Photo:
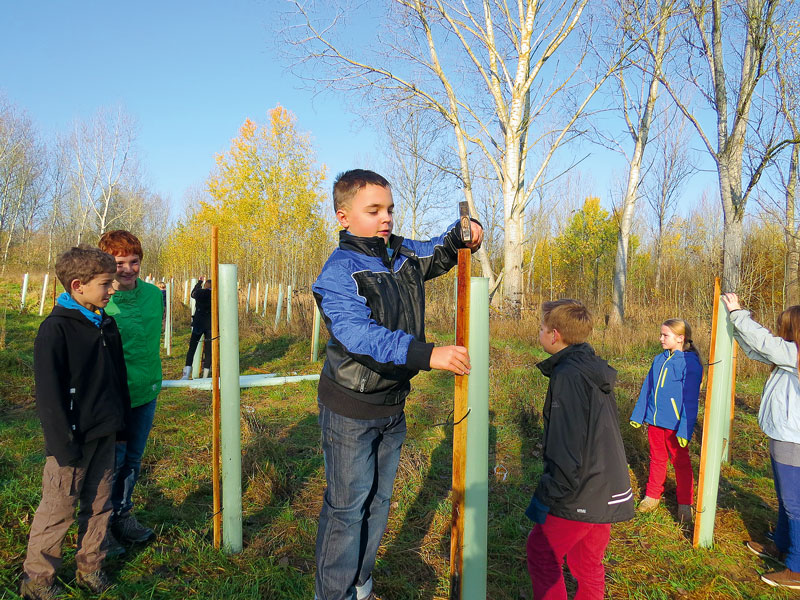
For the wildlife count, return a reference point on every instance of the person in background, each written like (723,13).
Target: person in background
(585,484)
(779,419)
(138,308)
(82,400)
(201,326)
(668,403)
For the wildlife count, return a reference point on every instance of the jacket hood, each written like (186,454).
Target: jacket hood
(583,358)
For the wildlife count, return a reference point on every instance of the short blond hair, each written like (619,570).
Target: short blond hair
(569,317)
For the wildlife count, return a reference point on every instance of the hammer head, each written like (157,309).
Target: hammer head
(465,224)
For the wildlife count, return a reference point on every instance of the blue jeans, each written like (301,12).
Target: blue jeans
(361,458)
(129,453)
(787,531)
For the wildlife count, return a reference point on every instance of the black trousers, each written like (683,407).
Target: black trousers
(193,341)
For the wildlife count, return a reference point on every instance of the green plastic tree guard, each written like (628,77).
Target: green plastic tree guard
(24,292)
(315,334)
(476,481)
(44,293)
(289,304)
(230,410)
(716,424)
(280,304)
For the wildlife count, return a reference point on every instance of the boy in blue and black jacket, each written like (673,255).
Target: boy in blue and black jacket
(585,484)
(83,402)
(371,293)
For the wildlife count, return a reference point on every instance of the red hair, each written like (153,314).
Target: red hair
(120,243)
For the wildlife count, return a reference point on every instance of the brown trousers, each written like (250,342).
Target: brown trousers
(88,485)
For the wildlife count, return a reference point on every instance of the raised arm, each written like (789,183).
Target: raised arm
(756,340)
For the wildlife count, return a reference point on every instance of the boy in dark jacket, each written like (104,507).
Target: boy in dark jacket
(585,484)
(201,327)
(371,293)
(82,400)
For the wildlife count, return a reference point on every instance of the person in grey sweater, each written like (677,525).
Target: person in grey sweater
(779,419)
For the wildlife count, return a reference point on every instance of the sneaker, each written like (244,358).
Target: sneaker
(112,547)
(648,504)
(786,578)
(36,590)
(96,582)
(685,513)
(129,531)
(768,550)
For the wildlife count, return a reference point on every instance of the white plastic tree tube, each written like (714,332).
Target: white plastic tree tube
(44,293)
(24,292)
(280,304)
(230,410)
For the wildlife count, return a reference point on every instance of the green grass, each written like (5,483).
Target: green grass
(650,557)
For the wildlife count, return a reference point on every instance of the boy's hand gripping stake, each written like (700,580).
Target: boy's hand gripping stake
(460,410)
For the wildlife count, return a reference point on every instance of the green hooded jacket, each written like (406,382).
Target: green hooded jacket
(138,313)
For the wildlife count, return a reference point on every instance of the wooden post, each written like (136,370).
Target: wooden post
(459,415)
(215,398)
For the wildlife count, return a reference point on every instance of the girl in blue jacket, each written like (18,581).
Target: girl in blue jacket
(668,404)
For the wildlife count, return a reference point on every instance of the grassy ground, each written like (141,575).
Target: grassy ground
(650,557)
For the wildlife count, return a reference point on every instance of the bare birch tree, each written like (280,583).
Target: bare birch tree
(101,159)
(416,172)
(731,48)
(648,21)
(489,72)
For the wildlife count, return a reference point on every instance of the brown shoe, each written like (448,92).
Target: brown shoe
(768,550)
(648,504)
(36,590)
(786,578)
(97,581)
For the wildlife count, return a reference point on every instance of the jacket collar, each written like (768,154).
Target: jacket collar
(546,366)
(67,301)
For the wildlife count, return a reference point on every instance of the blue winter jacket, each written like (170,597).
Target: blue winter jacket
(670,393)
(372,299)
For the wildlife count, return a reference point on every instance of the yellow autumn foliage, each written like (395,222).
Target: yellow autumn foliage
(267,201)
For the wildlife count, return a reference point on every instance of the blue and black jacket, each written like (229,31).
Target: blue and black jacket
(372,298)
(669,395)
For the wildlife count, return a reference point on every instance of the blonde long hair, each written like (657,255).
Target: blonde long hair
(789,329)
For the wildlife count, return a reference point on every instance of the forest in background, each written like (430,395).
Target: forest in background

▶ The problem:
Every entry above needs to be retyped exactly; drop the pictures.

▶ Task output:
Photo:
For the wildlife count, return a reference point on every instance of the person in background, each written like (723,13).
Target: person in background
(585,484)
(779,419)
(138,308)
(82,400)
(201,326)
(668,403)
For the wildlife count, return a reference point on every instance of the jacket hood, each written like (186,454).
Target: jacket hood
(583,358)
For the wildlife count, return a reference point on every instance of the short blond hair, each written like (619,570).
Target: short blond hair
(569,317)
For the wildlife count, return a reference point on every instance of the hammer head, each written like (157,309).
Target: hammer head
(465,224)
For the wildlife count, return a reference point on every instance of the blue jeans, each written like (301,12).
Target: blue jeans
(361,458)
(129,453)
(787,531)
For the wildlife count, return a reference point on every instance of the black trousers, each written like (683,407).
Target: black trousers
(193,341)
For the wildlife count, return a reference point on every instance of the green plastic tree guard, each written like (628,77).
Target: green plastic tree guard
(24,292)
(315,334)
(476,481)
(44,293)
(289,304)
(230,410)
(716,424)
(280,304)
For the wildlife count, return a reference point on every instance of the boy in blue and black jacket, each written like (673,255).
Target: boy in blue and black jacket
(585,484)
(83,402)
(371,293)
For the wildlife count, return a reference point on every instance of the red hair, each written like (153,314).
Target: red hair
(120,243)
For the wildlife count, return a reference point on every instance of the brown trousers, each written like (250,342).
Target: brown trousers
(88,485)
For the wildlife count, return a reference point on every instance of the raised arm, each written like (789,183).
Target: raised arm
(756,340)
For the wildlife count, return a reference point on every instance of the boy in dark jacket, each written like (104,507).
Target: boy in dark jacket
(585,484)
(201,327)
(371,293)
(82,400)
For the wildlife count, return a reference point on every instance of the person in grey sweater, each written like (677,525).
Target: person in grey sweater
(779,419)
For the wildlife count, return a reference point on every instance of the sneaker, each written like (244,358).
Target: sneaker
(112,547)
(648,504)
(786,578)
(36,590)
(96,582)
(685,513)
(129,531)
(768,550)
For the wildlife count, return a reference point on every instance of the white plastic tree tube, each written like (714,332).
Target: white plastic tree tube
(44,293)
(24,292)
(280,304)
(230,410)
For the wildlife count, return a reference point on every instance of the green grass, each written like (5,483).
Target: green grass
(650,557)
For the wildlife count, return a reference point on every instance of the boy's hand gripping stake, each written like (700,580).
Target: boy's hand gripping stake
(460,410)
For the wildlife count, return a reference point on every instance of the green hooded jacket, each written like (406,382).
Target: green hooded jacket
(138,313)
For the wildlife count, return a reference point on every instance of the wooden post, each written like (136,370).
Target: wooden post
(459,415)
(215,398)
For the wildlife count, return a reference point on every instance of the girl in blue jacket, each written like (18,581).
Target: girl in blue jacket
(668,404)
For the wildlife count, return a reference point on every instance of the grassy ground, each written like (141,575).
Target: grassy ground
(650,557)
For the wildlife count, return a reference point on every instance of the bare birch tree, each written like (280,583).
Target: bare birch tree
(101,159)
(416,172)
(731,48)
(648,21)
(489,72)
For the wildlife count, return a reference point on every instance of the brown shoe, each written like (448,92).
Target: brown shoe
(768,550)
(648,504)
(36,590)
(786,578)
(97,581)
For the wildlife count, return a reference point on every instance of the jacket collar, each written like (768,154).
Target: jacket collar
(546,366)
(67,301)
For the wildlife count, return a reference point on every instance of the blue winter jacket, each written like (170,597).
Target: blue winter jacket
(670,393)
(372,299)
For the wildlife count, return a reference point on every instance of the yellow autumn foliage, each written like (395,222).
Target: yellow autumn foliage
(267,201)
For the wildlife count, return a reference point on every instance of the blue and black jacket, each written like (229,31).
Target: blue and black jacket
(372,298)
(669,395)
For the wildlife count, return a reference point on every instance of the blonde long hair, each written like (657,255).
Target: blonde long hair
(789,329)
For the wildlife count, return a reference point on every instance of the forest in background, each written like (430,395).
Target: forest in background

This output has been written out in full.